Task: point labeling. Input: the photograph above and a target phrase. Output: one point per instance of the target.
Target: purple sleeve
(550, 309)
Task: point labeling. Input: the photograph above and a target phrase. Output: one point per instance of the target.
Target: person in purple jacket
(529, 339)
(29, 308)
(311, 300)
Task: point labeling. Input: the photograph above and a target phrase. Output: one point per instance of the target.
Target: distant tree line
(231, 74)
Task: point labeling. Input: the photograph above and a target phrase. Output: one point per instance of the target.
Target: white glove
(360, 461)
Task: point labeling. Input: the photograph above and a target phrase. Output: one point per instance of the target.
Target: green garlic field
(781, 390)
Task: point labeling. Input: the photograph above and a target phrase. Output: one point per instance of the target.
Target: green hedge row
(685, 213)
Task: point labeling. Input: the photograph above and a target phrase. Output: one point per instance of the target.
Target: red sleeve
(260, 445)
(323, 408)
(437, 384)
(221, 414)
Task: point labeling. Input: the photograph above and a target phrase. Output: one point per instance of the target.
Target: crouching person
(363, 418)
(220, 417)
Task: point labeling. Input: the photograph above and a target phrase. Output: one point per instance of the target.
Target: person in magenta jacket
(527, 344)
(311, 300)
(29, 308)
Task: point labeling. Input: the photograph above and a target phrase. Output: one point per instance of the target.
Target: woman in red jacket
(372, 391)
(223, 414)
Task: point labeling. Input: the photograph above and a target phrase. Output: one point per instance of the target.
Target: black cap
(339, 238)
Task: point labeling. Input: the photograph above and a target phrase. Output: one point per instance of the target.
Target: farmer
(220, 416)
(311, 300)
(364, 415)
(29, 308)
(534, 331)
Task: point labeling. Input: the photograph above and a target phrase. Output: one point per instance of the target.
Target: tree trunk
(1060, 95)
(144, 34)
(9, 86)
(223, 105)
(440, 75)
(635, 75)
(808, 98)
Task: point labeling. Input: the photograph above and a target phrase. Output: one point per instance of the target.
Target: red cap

▸ **What you need to do**
Each record must be duplicated exactly, with none missing.

▸ **Task output**
Task: point labeling. Input: the photograph above and a target phrase. Output: one point per instance of the target.
Target: purple sleeve
(550, 309)
Task: point labeling. Input: the photograph above and a target phrase. Output: one point per instance of the target.
Target: person in purple jacket
(529, 339)
(29, 308)
(311, 300)
Task: point labeling. Input: the photograph above and a target phrase. Output: one point per instance of the target.
Target: distant tree line
(231, 74)
Task: point labeling. Input: the photograph above and a target phrase. Output: one point per instance of the target.
Target: white glove
(360, 461)
Task: point labeling. Input: the photograph above and a target phrase. Output: one point per instance of the target.
Target: green garlic field
(781, 390)
Task: point labeling. Input: the photograph above and a target phrase. Output: one point per instance of the target.
Target: green hedge row
(685, 213)
Task: point labeling. Input: the photograph above and a target phrase. Output: one point per instance of the target.
Target: red sleeve
(260, 445)
(323, 408)
(437, 384)
(221, 414)
Task: point labeling. Input: the photograph above and a target phrase. Output: one point per instance of the target.
Target: crouching person
(363, 418)
(220, 417)
Task: point labeling. Input: the photograph above and a target phrase. Output: one point per instance of the target.
Target: person in magenta jacket
(527, 344)
(311, 300)
(29, 308)
Task: point labeling. Input: the photograph above and a target phrase. Output: one point per instance of the target.
Target: woman in red jacket
(372, 391)
(223, 414)
Task: point labeling. Input: the photograph above and a target phrase. Output: one point per instance of the target.
Target: black cap
(339, 238)
Task: point labeling. Input: the photograph above and a target phrase. Output: one point per instance of the target.
Target: farmer
(220, 416)
(311, 300)
(364, 415)
(29, 308)
(534, 331)
Task: point labeling. Input: the photograph above and a target phrase. Output: one point per instance of the target.
Target: tree trunk
(1060, 95)
(144, 34)
(9, 86)
(223, 105)
(440, 75)
(635, 75)
(808, 98)
Task: point labeling. Input: the photograph above and a target phrase. Output: one point per instance of the target.
Target: red cap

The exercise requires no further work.